__Tarefa proposta 1__
No relato do atendimento psiquiátrico, o que o paciente quis dar de presente ao namorado?
__Tarefa proposta 2__
Transcreva do relato do atendimento psiquiátrico o trecho que começa em "Neste dia, recebemos" e segue até "como um todo.", inclusive.

__Trecho__
((
Dentro da medicina, nem anos de graduação, residência, pós-graduação stricto senso e experiência prática irão te preparar para todas as possibilidades quando se trata do ser humano. A vida sempre nos trás experiências pelas quais não estamos esperando e todas, até as mais trágicas, trazem aprendizado (ainda que o aprendizado em si não deva ser obtido a qualquer custo). E nós aprendemos mais com os pacientes do que jamais eles aprenderiam conosco.

À nossa turma fora dada a oportunidade de participar e realizar atendimentos na psiquiatria, na atenção básica de Lagarto. Os sentimentos foram mistos quanto a essa experiência, como não foram as experiências de cada estudante com cada paciente. Do meu ponto de vista, pude observar o ser humano como nunca e ampliar meu olhar para todos os pacientes em seus recortes do mundo.

Neste dia, recebemos um paciente diferente, em muitos dos sentidos da palavra. Acanhado, teve medo de entrar no consultório. Veio acompanhado da técnica de enfermagem, a quem depositava confiança, que pôde nos auxiliar a conhecê-lo. Por trás dos olhos assustados, escondia-se uma história de muito sofrimento, não somente o dele.

Nosso paciente tinha a postura encurvada, um humor deprimido com afeto congruente. Fácies apresentava-se depressiva. Paciente estava lúcido e orientado em espaço-tempo, porém tinha sua cognição levemente rebaixada, visto que estava letárgico. Em aspectos físicos, tinha bom estado geral e sem alterações. No entanto, não era bom o seu estado geral quando se tratava do ser humano como um todo.

Inicialmente nos abordava com um relato de depressão e informando uso de medicação, mas nenhum paciente se resume a uma queixa principal. Neste dia apenas me coube anotar as informações e observar o atendimento conduzido por um colega. Ao passo que investigávamos, iam surgindo detalhes importantes dentro do quadro depressivo.

O paciente era homossexual, vivia um relacionamento conturbado, com muitos traços abusivos. Seu companheiro, muito mais jovem, é mais sociável, interage com muitas pessoas, o que gerava ciúmes no nosso paciente. A família do companheiro utiliza-se do fato deste ser menor de idade para aliciar o paciente, sob a ameaça de denunciar a relação para a polícia, ainda que seu companheiro já esteja na faixa etária considerada autônoma.

Além deste aliciamento, havia outra questão que prejudicava sua situação financeira. No desejo de presentear o namorado, com uma bicicleta e um telefone celular, endividou-se com o banco e com um agiota. Para ambos, continua pagando sua dívida. Por parte do banco, uma cobrança mensal de seu empréstimo. Pelo agiota, fora tomando seu cartão, onde recebe sua aposentadoria (por alegada insanidade). Desta forma, não consegue ter acesso a boa parte de seus rendimentos, dependendo de ajuda financeira dos pais.

O ambiente familiar do paciente, tão tóxico quanto. Seu pai não aceita a sua sexualidade, proferindo inúmeras ofensas ao filho quanto a esse respeito, inclusive renegando-o. Por isso e por outros motivos que viriam à tona mais para frente na consulta. Sua mãe, cadeirante por motivo que não soube explicar, é aquela quem lhe acolhe e de quem ele cuida, sofre tanto quanto ele em ver o filho reduzido a tal estado.
))
__Dados de origem__
((
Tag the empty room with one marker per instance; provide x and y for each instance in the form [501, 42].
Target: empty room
))
__Resposta 1__
Uma bicicleta e um telefone celular.

__Resposta 2__
Neste dia, recebemos um paciente diferente, em muitos dos sentidos da palavra. Acanhado, teve medo de entrar no consultório. Veio acompanhado da técnica de enfermagem, a quem depositava confiança, que pôde nos auxiliar a conhecê-lo. Por trás dos olhos assustados, escondia-se uma história de muito sofrimento, não somente o dele.

Nosso paciente tinha a postura encurvada, um humor deprimido com afeto congruente. Fácies apresentava-se depressiva. Paciente estava lúcido e orientado em espaço-tempo, porém tinha sua cognição levemente rebaixada, visto que estava letárgico. Em aspectos físicos, tinha bom estado geral e sem alterações. No entanto, não era bom o seu estado geral quando se tratava do ser humano como um todo.